Data:
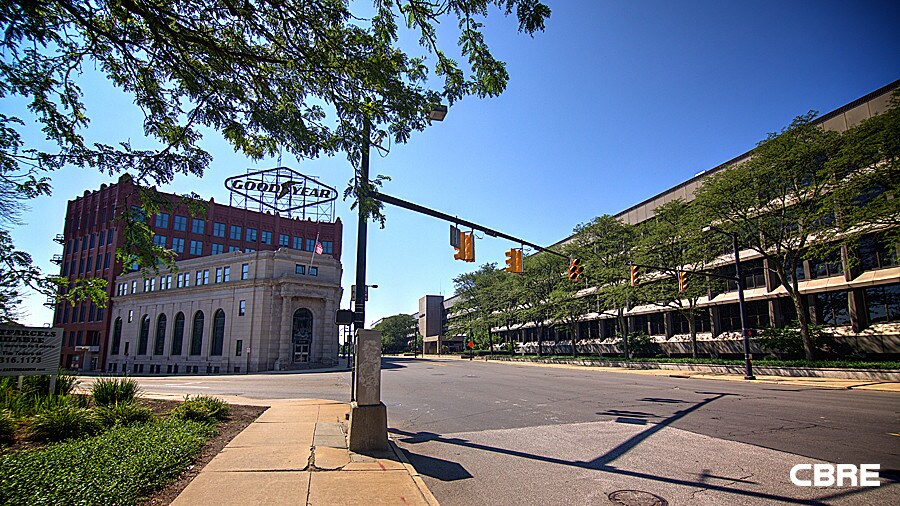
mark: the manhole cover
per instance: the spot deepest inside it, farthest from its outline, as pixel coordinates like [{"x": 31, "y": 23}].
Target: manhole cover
[{"x": 637, "y": 498}]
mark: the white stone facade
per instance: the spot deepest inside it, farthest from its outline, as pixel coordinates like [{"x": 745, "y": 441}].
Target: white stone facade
[{"x": 259, "y": 311}]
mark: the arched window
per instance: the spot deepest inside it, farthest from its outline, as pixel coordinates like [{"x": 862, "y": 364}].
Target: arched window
[
  {"x": 197, "y": 333},
  {"x": 178, "y": 334},
  {"x": 160, "y": 341},
  {"x": 301, "y": 334},
  {"x": 117, "y": 336},
  {"x": 144, "y": 335},
  {"x": 218, "y": 333}
]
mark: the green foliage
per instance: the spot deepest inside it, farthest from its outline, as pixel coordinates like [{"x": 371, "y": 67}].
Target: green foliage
[
  {"x": 123, "y": 413},
  {"x": 202, "y": 408},
  {"x": 117, "y": 467},
  {"x": 394, "y": 332},
  {"x": 60, "y": 420},
  {"x": 112, "y": 391},
  {"x": 787, "y": 342},
  {"x": 7, "y": 427}
]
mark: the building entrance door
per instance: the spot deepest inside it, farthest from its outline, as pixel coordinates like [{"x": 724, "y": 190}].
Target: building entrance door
[{"x": 301, "y": 335}]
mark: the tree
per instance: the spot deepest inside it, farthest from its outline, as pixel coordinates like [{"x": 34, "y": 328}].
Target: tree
[
  {"x": 778, "y": 201},
  {"x": 395, "y": 332},
  {"x": 543, "y": 272},
  {"x": 606, "y": 245},
  {"x": 309, "y": 76},
  {"x": 673, "y": 240}
]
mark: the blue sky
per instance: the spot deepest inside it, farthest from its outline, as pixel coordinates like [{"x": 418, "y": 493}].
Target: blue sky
[{"x": 612, "y": 104}]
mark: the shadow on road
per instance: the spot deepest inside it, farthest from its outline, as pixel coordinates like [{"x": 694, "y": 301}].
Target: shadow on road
[{"x": 603, "y": 462}]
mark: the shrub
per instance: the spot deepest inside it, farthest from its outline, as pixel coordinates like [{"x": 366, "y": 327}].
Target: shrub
[
  {"x": 126, "y": 413},
  {"x": 61, "y": 419},
  {"x": 7, "y": 427},
  {"x": 112, "y": 391},
  {"x": 117, "y": 467},
  {"x": 202, "y": 408}
]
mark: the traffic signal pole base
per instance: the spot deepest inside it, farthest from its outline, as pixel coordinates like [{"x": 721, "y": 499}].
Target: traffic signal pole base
[{"x": 368, "y": 428}]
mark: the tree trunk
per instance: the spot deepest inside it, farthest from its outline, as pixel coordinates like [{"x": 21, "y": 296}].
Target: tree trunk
[
  {"x": 624, "y": 330},
  {"x": 692, "y": 327}
]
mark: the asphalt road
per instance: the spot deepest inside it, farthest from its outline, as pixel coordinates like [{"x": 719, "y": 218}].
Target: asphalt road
[{"x": 503, "y": 433}]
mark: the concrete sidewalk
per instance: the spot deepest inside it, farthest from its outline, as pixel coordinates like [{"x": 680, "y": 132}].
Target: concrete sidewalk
[
  {"x": 844, "y": 384},
  {"x": 296, "y": 453}
]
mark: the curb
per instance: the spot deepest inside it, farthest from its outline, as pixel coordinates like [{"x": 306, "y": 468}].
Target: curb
[{"x": 420, "y": 483}]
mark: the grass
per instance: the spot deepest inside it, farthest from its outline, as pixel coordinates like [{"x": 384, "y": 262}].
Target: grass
[
  {"x": 837, "y": 364},
  {"x": 119, "y": 466}
]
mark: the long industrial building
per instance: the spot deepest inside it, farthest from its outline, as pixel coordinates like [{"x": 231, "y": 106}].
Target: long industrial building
[{"x": 860, "y": 301}]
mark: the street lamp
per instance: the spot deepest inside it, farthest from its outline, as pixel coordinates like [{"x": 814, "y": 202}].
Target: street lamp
[{"x": 739, "y": 277}]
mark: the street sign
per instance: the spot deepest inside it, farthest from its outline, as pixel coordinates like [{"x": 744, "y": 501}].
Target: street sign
[{"x": 26, "y": 351}]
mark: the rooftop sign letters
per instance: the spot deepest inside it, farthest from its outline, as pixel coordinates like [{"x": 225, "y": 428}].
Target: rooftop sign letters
[{"x": 281, "y": 189}]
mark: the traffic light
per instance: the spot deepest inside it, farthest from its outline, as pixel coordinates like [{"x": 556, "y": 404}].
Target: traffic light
[
  {"x": 466, "y": 249},
  {"x": 514, "y": 261},
  {"x": 576, "y": 270},
  {"x": 460, "y": 246}
]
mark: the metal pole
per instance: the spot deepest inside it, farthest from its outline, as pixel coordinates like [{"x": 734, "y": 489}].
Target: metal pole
[
  {"x": 748, "y": 366},
  {"x": 359, "y": 310}
]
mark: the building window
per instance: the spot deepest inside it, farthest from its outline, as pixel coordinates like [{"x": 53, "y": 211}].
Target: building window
[
  {"x": 197, "y": 334},
  {"x": 218, "y": 333},
  {"x": 883, "y": 303},
  {"x": 159, "y": 342},
  {"x": 833, "y": 308},
  {"x": 144, "y": 335},
  {"x": 177, "y": 334},
  {"x": 197, "y": 225},
  {"x": 117, "y": 337},
  {"x": 876, "y": 253}
]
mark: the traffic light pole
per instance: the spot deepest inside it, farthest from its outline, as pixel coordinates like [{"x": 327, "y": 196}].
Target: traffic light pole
[{"x": 387, "y": 199}]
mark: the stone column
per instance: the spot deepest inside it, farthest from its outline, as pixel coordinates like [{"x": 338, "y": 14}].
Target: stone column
[
  {"x": 368, "y": 415},
  {"x": 284, "y": 335}
]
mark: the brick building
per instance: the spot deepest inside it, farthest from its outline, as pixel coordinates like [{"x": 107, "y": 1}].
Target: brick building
[{"x": 92, "y": 232}]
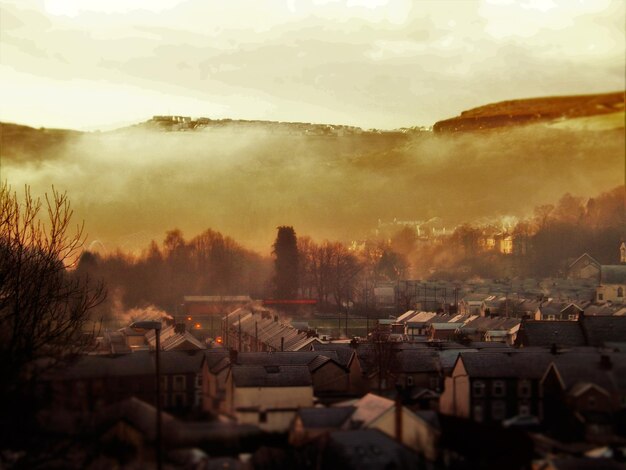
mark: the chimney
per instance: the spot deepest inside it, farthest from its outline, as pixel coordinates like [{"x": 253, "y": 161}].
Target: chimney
[
  {"x": 605, "y": 362},
  {"x": 398, "y": 420},
  {"x": 233, "y": 353}
]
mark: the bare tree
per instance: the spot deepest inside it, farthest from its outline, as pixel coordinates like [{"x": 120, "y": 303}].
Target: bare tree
[{"x": 44, "y": 304}]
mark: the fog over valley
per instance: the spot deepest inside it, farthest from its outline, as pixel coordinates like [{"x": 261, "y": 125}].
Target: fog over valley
[{"x": 132, "y": 185}]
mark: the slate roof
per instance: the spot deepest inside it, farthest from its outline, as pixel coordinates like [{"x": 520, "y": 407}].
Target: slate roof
[
  {"x": 369, "y": 449},
  {"x": 531, "y": 365},
  {"x": 546, "y": 333},
  {"x": 333, "y": 417},
  {"x": 134, "y": 364},
  {"x": 446, "y": 326},
  {"x": 601, "y": 329},
  {"x": 285, "y": 357},
  {"x": 585, "y": 367},
  {"x": 416, "y": 361},
  {"x": 613, "y": 274},
  {"x": 344, "y": 352},
  {"x": 271, "y": 376},
  {"x": 370, "y": 407},
  {"x": 318, "y": 362}
]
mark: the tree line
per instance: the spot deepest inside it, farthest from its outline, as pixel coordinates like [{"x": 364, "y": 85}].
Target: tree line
[{"x": 543, "y": 245}]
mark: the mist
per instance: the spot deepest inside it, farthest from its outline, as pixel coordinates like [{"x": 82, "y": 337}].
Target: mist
[{"x": 131, "y": 186}]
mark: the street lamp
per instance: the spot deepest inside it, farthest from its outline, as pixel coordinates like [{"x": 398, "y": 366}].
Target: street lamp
[{"x": 156, "y": 326}]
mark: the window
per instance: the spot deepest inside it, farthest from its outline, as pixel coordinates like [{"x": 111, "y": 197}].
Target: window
[
  {"x": 179, "y": 400},
  {"x": 478, "y": 413},
  {"x": 498, "y": 410},
  {"x": 434, "y": 383},
  {"x": 498, "y": 388},
  {"x": 524, "y": 388},
  {"x": 478, "y": 388},
  {"x": 524, "y": 409},
  {"x": 179, "y": 383},
  {"x": 591, "y": 402}
]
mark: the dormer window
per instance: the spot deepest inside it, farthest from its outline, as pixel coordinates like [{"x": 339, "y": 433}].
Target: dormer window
[
  {"x": 478, "y": 388},
  {"x": 524, "y": 388},
  {"x": 498, "y": 388}
]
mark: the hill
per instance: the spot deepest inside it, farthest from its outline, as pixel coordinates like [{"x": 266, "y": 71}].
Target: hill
[
  {"x": 18, "y": 142},
  {"x": 603, "y": 111},
  {"x": 245, "y": 178}
]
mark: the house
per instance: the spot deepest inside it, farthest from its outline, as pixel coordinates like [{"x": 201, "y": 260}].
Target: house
[
  {"x": 584, "y": 267},
  {"x": 596, "y": 331},
  {"x": 604, "y": 329},
  {"x": 96, "y": 380},
  {"x": 504, "y": 243},
  {"x": 417, "y": 369},
  {"x": 558, "y": 311},
  {"x": 175, "y": 338},
  {"x": 612, "y": 284},
  {"x": 268, "y": 396},
  {"x": 361, "y": 449},
  {"x": 493, "y": 386},
  {"x": 583, "y": 393},
  {"x": 444, "y": 331},
  {"x": 419, "y": 432},
  {"x": 310, "y": 423},
  {"x": 334, "y": 373},
  {"x": 548, "y": 333},
  {"x": 471, "y": 304}
]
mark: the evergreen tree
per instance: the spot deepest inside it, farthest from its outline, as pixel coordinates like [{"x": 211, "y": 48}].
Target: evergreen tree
[{"x": 286, "y": 263}]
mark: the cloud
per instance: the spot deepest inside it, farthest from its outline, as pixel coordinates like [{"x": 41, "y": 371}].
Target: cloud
[{"x": 352, "y": 62}]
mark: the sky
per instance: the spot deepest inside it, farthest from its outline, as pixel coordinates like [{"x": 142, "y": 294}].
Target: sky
[{"x": 100, "y": 64}]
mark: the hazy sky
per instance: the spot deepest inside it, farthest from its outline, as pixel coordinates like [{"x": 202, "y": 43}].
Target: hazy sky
[{"x": 89, "y": 64}]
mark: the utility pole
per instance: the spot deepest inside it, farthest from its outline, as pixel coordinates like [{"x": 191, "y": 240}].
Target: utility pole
[
  {"x": 367, "y": 313},
  {"x": 239, "y": 349}
]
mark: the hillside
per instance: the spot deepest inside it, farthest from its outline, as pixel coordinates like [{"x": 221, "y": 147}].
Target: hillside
[
  {"x": 245, "y": 178},
  {"x": 603, "y": 111},
  {"x": 26, "y": 143}
]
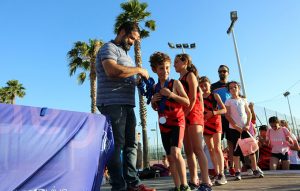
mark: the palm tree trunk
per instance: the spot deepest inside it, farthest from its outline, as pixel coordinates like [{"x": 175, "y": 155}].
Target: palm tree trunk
[
  {"x": 93, "y": 77},
  {"x": 93, "y": 86},
  {"x": 143, "y": 110}
]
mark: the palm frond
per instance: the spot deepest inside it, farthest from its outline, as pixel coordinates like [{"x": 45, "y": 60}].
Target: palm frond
[
  {"x": 151, "y": 25},
  {"x": 144, "y": 33},
  {"x": 81, "y": 78}
]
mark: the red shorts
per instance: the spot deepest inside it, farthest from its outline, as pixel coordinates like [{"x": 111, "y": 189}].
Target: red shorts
[
  {"x": 196, "y": 116},
  {"x": 213, "y": 125}
]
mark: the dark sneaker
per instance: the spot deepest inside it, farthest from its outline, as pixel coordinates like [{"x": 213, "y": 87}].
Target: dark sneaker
[
  {"x": 174, "y": 189},
  {"x": 185, "y": 188},
  {"x": 204, "y": 187},
  {"x": 258, "y": 173},
  {"x": 232, "y": 171},
  {"x": 249, "y": 172},
  {"x": 140, "y": 187},
  {"x": 193, "y": 186},
  {"x": 221, "y": 179},
  {"x": 238, "y": 176}
]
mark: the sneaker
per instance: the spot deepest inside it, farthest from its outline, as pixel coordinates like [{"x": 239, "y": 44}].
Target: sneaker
[
  {"x": 193, "y": 186},
  {"x": 204, "y": 187},
  {"x": 214, "y": 178},
  {"x": 249, "y": 172},
  {"x": 238, "y": 176},
  {"x": 140, "y": 187},
  {"x": 221, "y": 179},
  {"x": 258, "y": 173},
  {"x": 174, "y": 189},
  {"x": 232, "y": 171},
  {"x": 185, "y": 188}
]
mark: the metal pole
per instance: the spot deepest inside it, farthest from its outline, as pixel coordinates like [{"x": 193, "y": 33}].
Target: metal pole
[
  {"x": 296, "y": 127},
  {"x": 238, "y": 61},
  {"x": 157, "y": 144},
  {"x": 291, "y": 112},
  {"x": 266, "y": 116}
]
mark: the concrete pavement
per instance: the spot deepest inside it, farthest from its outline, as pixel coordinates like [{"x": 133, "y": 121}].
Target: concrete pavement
[{"x": 273, "y": 180}]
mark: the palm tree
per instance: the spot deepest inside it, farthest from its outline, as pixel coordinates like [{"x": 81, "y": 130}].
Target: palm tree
[
  {"x": 11, "y": 91},
  {"x": 136, "y": 12},
  {"x": 83, "y": 56},
  {"x": 3, "y": 96}
]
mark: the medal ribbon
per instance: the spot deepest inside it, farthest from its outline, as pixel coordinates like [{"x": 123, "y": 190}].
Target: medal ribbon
[{"x": 162, "y": 103}]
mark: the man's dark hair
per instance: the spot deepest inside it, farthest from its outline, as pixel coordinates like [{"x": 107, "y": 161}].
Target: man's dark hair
[
  {"x": 274, "y": 119},
  {"x": 129, "y": 27},
  {"x": 263, "y": 128}
]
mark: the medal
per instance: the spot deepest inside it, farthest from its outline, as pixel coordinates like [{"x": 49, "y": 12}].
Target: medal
[{"x": 162, "y": 120}]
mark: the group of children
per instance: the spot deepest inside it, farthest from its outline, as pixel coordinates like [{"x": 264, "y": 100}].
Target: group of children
[
  {"x": 187, "y": 109},
  {"x": 189, "y": 112},
  {"x": 278, "y": 146}
]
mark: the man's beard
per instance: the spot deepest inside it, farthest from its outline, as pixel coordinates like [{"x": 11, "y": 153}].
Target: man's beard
[
  {"x": 222, "y": 77},
  {"x": 125, "y": 45}
]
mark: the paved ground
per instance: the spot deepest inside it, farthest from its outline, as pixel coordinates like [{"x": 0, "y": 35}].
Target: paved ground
[{"x": 273, "y": 180}]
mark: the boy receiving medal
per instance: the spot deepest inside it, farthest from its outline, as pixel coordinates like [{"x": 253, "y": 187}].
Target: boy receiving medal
[{"x": 168, "y": 99}]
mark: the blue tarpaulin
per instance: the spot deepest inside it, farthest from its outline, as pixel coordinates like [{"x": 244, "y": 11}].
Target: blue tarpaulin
[{"x": 49, "y": 149}]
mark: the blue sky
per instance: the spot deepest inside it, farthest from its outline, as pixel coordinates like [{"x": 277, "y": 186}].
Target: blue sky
[{"x": 36, "y": 36}]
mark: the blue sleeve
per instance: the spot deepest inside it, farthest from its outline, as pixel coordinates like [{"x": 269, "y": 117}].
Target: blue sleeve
[{"x": 109, "y": 51}]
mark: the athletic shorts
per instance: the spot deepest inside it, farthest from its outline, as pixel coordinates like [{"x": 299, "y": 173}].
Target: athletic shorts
[
  {"x": 235, "y": 135},
  {"x": 173, "y": 138},
  {"x": 225, "y": 129},
  {"x": 196, "y": 116},
  {"x": 281, "y": 156}
]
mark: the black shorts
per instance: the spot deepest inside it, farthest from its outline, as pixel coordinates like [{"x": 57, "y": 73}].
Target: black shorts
[
  {"x": 235, "y": 135},
  {"x": 281, "y": 156},
  {"x": 225, "y": 129}
]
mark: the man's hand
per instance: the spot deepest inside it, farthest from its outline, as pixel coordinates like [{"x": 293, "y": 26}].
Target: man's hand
[
  {"x": 165, "y": 92},
  {"x": 144, "y": 73}
]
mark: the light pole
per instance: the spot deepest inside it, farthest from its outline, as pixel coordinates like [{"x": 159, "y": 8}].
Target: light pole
[
  {"x": 182, "y": 46},
  {"x": 234, "y": 17},
  {"x": 286, "y": 94},
  {"x": 156, "y": 142}
]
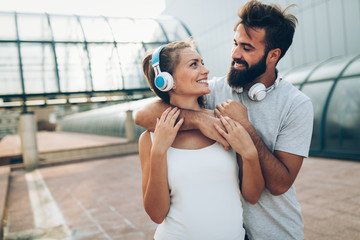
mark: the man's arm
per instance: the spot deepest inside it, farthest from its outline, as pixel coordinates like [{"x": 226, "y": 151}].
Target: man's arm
[
  {"x": 279, "y": 169},
  {"x": 203, "y": 120}
]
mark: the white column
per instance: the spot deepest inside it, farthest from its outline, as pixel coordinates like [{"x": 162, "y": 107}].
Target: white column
[
  {"x": 129, "y": 126},
  {"x": 27, "y": 132}
]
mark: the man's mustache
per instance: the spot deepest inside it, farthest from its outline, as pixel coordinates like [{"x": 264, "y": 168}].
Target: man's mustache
[{"x": 240, "y": 61}]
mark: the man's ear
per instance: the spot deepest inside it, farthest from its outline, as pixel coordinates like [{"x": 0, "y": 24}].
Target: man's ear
[{"x": 274, "y": 55}]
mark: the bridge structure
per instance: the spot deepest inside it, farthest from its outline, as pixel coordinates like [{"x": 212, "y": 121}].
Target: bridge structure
[{"x": 51, "y": 59}]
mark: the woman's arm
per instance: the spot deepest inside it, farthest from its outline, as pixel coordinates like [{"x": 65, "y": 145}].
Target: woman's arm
[
  {"x": 252, "y": 181},
  {"x": 202, "y": 120},
  {"x": 156, "y": 198}
]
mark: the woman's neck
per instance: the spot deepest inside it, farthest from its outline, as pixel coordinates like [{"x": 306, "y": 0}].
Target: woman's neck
[{"x": 186, "y": 102}]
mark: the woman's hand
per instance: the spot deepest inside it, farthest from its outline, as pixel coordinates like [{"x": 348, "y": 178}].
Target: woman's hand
[
  {"x": 166, "y": 129},
  {"x": 237, "y": 137}
]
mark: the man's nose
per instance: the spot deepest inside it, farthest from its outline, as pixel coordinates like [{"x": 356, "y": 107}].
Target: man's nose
[{"x": 236, "y": 53}]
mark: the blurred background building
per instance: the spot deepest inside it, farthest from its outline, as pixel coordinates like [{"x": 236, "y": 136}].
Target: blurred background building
[{"x": 75, "y": 70}]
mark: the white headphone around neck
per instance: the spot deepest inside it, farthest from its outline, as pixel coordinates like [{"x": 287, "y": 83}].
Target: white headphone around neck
[
  {"x": 258, "y": 91},
  {"x": 163, "y": 80}
]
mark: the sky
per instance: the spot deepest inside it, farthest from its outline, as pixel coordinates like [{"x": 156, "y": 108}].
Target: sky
[{"x": 116, "y": 8}]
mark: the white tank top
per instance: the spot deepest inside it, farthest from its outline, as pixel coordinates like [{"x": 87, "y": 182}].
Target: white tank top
[{"x": 205, "y": 202}]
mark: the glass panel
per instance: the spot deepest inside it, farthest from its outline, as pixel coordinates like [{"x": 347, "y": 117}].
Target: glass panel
[
  {"x": 105, "y": 67},
  {"x": 10, "y": 82},
  {"x": 73, "y": 67},
  {"x": 93, "y": 26},
  {"x": 342, "y": 124},
  {"x": 39, "y": 68},
  {"x": 318, "y": 93},
  {"x": 131, "y": 56},
  {"x": 331, "y": 69},
  {"x": 33, "y": 27},
  {"x": 353, "y": 69},
  {"x": 148, "y": 30},
  {"x": 299, "y": 74},
  {"x": 7, "y": 26},
  {"x": 66, "y": 28},
  {"x": 124, "y": 30},
  {"x": 174, "y": 29}
]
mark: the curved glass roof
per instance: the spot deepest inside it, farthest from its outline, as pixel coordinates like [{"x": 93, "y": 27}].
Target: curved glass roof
[
  {"x": 332, "y": 85},
  {"x": 334, "y": 88},
  {"x": 56, "y": 55}
]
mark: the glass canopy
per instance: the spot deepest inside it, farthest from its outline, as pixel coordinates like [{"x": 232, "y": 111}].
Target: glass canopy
[
  {"x": 334, "y": 88},
  {"x": 47, "y": 56}
]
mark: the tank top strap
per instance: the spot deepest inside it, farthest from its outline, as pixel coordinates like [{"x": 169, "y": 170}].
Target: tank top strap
[{"x": 151, "y": 135}]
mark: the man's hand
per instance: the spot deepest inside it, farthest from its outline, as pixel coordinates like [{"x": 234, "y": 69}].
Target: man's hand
[{"x": 234, "y": 110}]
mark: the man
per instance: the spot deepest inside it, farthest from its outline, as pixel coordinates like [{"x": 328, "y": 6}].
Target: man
[{"x": 277, "y": 116}]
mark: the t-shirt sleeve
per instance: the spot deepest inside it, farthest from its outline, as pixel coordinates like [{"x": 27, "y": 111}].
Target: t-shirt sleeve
[{"x": 295, "y": 134}]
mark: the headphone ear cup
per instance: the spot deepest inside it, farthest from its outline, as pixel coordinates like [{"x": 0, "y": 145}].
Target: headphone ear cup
[
  {"x": 257, "y": 92},
  {"x": 164, "y": 81}
]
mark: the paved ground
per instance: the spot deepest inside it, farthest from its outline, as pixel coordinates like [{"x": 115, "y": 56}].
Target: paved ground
[{"x": 101, "y": 199}]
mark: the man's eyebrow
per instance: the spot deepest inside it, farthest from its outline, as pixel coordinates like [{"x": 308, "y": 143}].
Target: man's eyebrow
[
  {"x": 247, "y": 45},
  {"x": 244, "y": 44},
  {"x": 195, "y": 59}
]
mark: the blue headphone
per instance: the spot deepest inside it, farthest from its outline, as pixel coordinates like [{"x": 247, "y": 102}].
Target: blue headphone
[{"x": 163, "y": 80}]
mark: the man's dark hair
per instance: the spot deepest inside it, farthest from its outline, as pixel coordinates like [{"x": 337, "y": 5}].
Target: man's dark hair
[{"x": 279, "y": 26}]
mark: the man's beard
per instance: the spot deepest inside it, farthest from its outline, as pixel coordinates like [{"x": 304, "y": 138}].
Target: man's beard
[{"x": 241, "y": 78}]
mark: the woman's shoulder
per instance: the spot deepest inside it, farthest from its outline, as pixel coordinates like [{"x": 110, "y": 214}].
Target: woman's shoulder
[{"x": 145, "y": 137}]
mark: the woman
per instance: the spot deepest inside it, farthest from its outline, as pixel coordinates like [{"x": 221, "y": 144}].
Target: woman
[{"x": 190, "y": 183}]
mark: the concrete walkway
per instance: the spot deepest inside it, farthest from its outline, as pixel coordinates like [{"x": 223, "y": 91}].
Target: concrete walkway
[{"x": 101, "y": 199}]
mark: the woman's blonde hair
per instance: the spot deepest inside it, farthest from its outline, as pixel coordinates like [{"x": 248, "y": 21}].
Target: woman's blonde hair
[{"x": 169, "y": 59}]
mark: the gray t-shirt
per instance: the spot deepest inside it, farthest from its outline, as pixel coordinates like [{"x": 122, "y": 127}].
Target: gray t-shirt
[{"x": 284, "y": 121}]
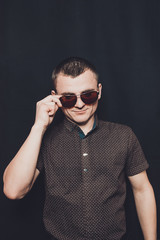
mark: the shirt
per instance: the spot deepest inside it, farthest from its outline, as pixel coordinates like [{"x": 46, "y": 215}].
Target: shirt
[{"x": 85, "y": 179}]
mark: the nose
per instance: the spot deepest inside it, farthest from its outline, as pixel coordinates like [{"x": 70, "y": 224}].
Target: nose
[{"x": 79, "y": 103}]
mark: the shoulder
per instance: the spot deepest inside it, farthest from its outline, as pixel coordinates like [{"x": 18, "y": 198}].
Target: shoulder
[{"x": 115, "y": 127}]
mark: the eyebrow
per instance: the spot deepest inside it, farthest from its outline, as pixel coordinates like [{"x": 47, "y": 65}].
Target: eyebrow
[{"x": 71, "y": 93}]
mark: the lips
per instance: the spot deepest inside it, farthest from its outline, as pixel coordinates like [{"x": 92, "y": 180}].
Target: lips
[{"x": 80, "y": 111}]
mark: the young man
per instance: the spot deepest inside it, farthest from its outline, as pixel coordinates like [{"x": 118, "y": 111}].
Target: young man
[{"x": 85, "y": 162}]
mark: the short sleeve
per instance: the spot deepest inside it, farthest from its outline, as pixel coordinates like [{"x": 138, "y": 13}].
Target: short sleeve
[{"x": 136, "y": 161}]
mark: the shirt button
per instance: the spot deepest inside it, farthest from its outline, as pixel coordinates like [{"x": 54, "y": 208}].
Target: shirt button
[{"x": 85, "y": 154}]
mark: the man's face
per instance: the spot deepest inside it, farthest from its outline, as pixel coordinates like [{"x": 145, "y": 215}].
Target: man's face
[{"x": 81, "y": 113}]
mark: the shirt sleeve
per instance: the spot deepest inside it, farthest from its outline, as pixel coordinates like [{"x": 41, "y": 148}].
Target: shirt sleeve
[{"x": 136, "y": 161}]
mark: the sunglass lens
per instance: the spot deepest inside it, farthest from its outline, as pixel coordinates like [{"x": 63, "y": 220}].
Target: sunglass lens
[
  {"x": 68, "y": 101},
  {"x": 89, "y": 97}
]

Work order:
Both ends included, copy word for word the lines from the top of the entries above through the line with "mark: the green foliage". No pictures.

Answer space:
mark: the manhole cover
per instance: the spot deepest inside it, farthest from its outline, as pixel coordinates like [{"x": 31, "y": 23}].
Target: manhole cover
[{"x": 637, "y": 498}]
mark: the white stone facade
per instance: the spot deepest inside it, farthest from its outline, as pixel coordinates like [{"x": 745, "y": 441}].
Target: white stone facade
[{"x": 259, "y": 311}]
mark: the arched window
per instance: the spot deepest inside it, farthest from its outline, as pixel coordinates like [{"x": 862, "y": 364}].
Target: arched window
[
  {"x": 197, "y": 333},
  {"x": 178, "y": 334},
  {"x": 160, "y": 341},
  {"x": 301, "y": 334},
  {"x": 117, "y": 336},
  {"x": 144, "y": 335},
  {"x": 218, "y": 333}
]
mark: the green foliage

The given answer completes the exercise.